● WORK REQUEST: Carry on the text about the types of hemochromatosis below, starting right after its last sentence.

● STUDY TEXT:

There are 3 types of hemochromatosis.
Primary hemochromatosis is also called hereditary hemochromatosis, and it is the most common form of hemochromatosis. Caused by an inherited gene defect, primary hemochromatosis is generally associated with the mutation of the HFE gene, which regulates iron absorption. HFE generally mutates in one of two ways, creating mutations called H63D (less common) or C282Y (more common).
The National Institute of Diabetes and Digestive and Kidney Diseases (NIDDK) explains, "People inherit two copies of the HFE gene—one copy from each parent. Most people who inherit two copies of the HFE gene with the C282Y defect will have higher-than-average iron absorption. However, not all of these people will develop health problems associated with hemochromatosis. [...] People who inherit two H63D defects or one C282Y and one H63D defect may have higher-than-average iron absorption. However, they are unlikely to develop iron overload and organ damage."
Although most people who develop hemochromatosis will do so in middle age, some people can develop juvenile hemochromatosis, a subset of primary hemochromatosis. This condition is associated with mutations in the hemojuvelin or hepcidin genes and can prompt severe iron overload and organ damage between the ages of 15 and 30.

(Stored records)
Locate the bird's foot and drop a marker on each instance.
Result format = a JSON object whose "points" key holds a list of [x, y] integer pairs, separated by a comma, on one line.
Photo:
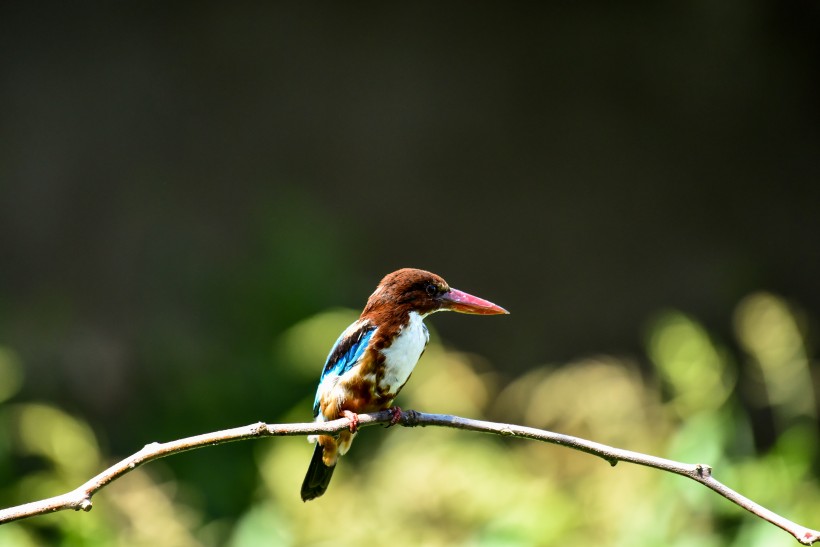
{"points": [[354, 420], [396, 411]]}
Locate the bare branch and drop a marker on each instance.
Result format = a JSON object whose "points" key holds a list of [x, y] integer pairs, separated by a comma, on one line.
{"points": [[80, 498]]}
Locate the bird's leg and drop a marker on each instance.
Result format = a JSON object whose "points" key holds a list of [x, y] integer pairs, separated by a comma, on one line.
{"points": [[354, 420], [396, 411]]}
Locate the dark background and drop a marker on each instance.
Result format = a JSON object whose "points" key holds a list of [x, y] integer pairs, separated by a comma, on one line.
{"points": [[180, 184]]}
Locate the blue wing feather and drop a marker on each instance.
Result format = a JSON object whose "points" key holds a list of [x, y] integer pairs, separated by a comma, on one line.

● ANSWER FOR THE TASK:
Secondary hemochromatosis, on the other hand, refers to any instances of hemochromatosis that are not inherited. Generally this affects people with anemia who are receiving regular blood transfusions. It can also be prompted by liver disease or thalassemia.
The third type of hemochromatosis, neonatal hemochromatosis, was once considered a variation of primary hemochromatosis. According to the NIDDK, Neonatal hemochromatosis is "a rare disease characterized by liver failure and death in fetuses and newborns. Researchers are studying the causes of neonatal hemochromatosis and believe more than one factor may lead to the disease."
In this case, neonatal hemochromatosis "is now regarded as an alloimmune disease and is, as such, often referred to as gestational alloimmune liver disease. Antenatal treatment with intravenous immunoglobulins starting at 14-weeks’ gestation has been shown to prevent the development of NH in subsequent pregnancies" (source).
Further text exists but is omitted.